[Opening RECORDS PROVIDED section]
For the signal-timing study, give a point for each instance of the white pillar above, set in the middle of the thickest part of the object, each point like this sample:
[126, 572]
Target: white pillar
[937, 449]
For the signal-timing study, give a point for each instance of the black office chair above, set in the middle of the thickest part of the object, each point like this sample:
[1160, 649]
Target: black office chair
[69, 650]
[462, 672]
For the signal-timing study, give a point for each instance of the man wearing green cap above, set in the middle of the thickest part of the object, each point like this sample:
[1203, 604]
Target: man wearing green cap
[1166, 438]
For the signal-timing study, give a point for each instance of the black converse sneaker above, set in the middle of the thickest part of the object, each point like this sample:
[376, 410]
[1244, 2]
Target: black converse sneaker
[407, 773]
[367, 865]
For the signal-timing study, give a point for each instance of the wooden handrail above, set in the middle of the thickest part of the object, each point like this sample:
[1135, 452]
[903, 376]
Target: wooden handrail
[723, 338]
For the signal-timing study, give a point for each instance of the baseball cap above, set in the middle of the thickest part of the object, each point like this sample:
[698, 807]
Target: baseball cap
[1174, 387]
[Closing RECORDS PROVIDED section]
### PROBLEM DESCRIPTION
Please copy, word for word, every line from the first line of the records through the line containing "the man wearing", with both of those lines included and nothing else.

### WRITTEN SOLUTION
For the signal-timing study, give a point for each instance of the white pillar above, set in the middle of the thickest part of the object, each point like this sample:
[126, 572]
Target: white pillar
[937, 449]
For the signal-timing study, give a point for each instance of the black office chair above, set in the middle of the thickest part of the object, each point like this sample:
[1160, 649]
Target: black office chair
[69, 650]
[462, 672]
For the signal-timing study, give a point for each instance of the man wearing green cap above, set in the middle of the thickest part of the object, each point like this sample:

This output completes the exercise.